Tarefas escritas
1) No texto sobre o seminário, qual associação organizou o seminário sobre Carreira e Encargos Docentes?
2) Extraia das entradas, sem mudar nada, as linhas a partir daquela que tem "on the plate" e pare depois da que tem "x=82, y=197".

Texto exibido

Nos
dia 13 e 14 contaremos com a presença da Professora Doutora Raquel Dias, da
Unicidade Estadual do Ceará (UECE). Raquel atuou por muito tempo na direção do
ANDES, onde pode travar um debate muito intenso a respeito da precarização das
Universidades Estaduais no Brasil. Durante o seminário sobre Carreira e
Encargos Docentes, organizado pela a ADCESP, a professora poderá compartilhar
conosco um pouco desse debate tão importante para a educação pública e também
para nossa universidade.
Antes
do seminário, entrevistamos a professora Raquel Dias e abordamos diferentes
assuntos, desde o cenário atual das universidades estaduais até a luta nacional
pelo Plano de Cargos Carreira e Salário. Confira a entrevista na integra.

Dados de trabalho

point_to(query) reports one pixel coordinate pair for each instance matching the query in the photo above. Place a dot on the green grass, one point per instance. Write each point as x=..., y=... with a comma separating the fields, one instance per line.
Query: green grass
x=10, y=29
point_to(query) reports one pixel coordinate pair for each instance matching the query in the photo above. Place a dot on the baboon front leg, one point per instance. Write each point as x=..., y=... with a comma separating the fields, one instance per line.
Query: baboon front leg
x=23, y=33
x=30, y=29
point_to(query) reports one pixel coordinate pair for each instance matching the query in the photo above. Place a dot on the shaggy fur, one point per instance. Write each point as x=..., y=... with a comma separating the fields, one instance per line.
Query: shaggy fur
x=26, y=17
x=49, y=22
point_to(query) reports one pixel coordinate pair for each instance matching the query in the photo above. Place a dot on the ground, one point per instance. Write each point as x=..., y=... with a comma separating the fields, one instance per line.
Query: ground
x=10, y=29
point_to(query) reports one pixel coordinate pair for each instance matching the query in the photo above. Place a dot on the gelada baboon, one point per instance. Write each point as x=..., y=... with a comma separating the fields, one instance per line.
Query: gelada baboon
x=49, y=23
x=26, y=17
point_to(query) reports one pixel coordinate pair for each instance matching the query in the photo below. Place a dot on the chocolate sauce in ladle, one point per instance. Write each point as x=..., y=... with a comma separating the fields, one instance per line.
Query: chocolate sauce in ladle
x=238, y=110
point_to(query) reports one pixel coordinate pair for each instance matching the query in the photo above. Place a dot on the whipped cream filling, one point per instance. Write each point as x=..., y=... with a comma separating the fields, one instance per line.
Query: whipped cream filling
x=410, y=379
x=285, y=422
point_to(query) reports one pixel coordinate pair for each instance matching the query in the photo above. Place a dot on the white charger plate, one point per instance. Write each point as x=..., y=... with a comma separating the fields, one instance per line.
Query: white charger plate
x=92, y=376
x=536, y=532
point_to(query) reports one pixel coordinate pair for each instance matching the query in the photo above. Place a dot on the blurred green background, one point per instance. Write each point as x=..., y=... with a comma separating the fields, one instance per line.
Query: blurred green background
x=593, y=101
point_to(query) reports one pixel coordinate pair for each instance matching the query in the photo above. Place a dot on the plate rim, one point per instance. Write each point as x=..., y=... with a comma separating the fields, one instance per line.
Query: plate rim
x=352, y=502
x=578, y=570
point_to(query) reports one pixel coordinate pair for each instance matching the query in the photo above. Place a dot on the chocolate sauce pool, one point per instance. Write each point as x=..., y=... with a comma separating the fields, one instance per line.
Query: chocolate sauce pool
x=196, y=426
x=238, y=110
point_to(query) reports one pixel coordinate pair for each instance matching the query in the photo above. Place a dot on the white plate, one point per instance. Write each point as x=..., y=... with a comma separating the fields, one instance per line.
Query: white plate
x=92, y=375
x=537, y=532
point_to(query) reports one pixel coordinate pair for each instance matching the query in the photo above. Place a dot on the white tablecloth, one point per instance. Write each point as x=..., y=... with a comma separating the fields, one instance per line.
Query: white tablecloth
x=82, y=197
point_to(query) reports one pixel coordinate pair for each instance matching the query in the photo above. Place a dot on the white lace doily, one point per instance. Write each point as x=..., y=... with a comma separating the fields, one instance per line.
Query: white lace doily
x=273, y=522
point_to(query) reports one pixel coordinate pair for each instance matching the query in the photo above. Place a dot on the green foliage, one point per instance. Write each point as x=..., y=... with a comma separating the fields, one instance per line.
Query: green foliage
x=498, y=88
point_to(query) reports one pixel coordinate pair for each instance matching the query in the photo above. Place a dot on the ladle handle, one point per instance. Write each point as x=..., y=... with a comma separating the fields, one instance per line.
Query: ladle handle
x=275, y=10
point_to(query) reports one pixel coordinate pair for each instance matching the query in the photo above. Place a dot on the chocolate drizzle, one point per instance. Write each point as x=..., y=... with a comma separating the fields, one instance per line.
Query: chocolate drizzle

Respostas por tarefa
1) A ADCESP.

2)
point_to(query) reports one pixel coordinate pair for each instance matching the query in the photo above. Place a dot on the plate rim, one point per instance. Write each point as x=..., y=... with a comma separating the fields, one instance per line.
Query: plate rim
x=352, y=502
x=578, y=570
point_to(query) reports one pixel coordinate pair for each instance matching the query in the photo above. Place a dot on the chocolate sauce pool, one point per instance. Write each point as x=..., y=... with a comma separating the fields, one instance per line.
Query: chocolate sauce pool
x=196, y=426
x=238, y=110
point_to(query) reports one pixel coordinate pair for each instance matching the query in the photo above. Place a dot on the white plate, one point per instance. Write each point as x=..., y=... with a comma separating the fields, one instance per line.
Query: white plate
x=92, y=375
x=537, y=532
point_to(query) reports one pixel coordinate pair for each instance matching the query in the photo above. Place a dot on the white tablecloth, one point per instance. Write each point as x=..., y=... with a comma separating the fields, one instance per line.
Query: white tablecloth
x=82, y=197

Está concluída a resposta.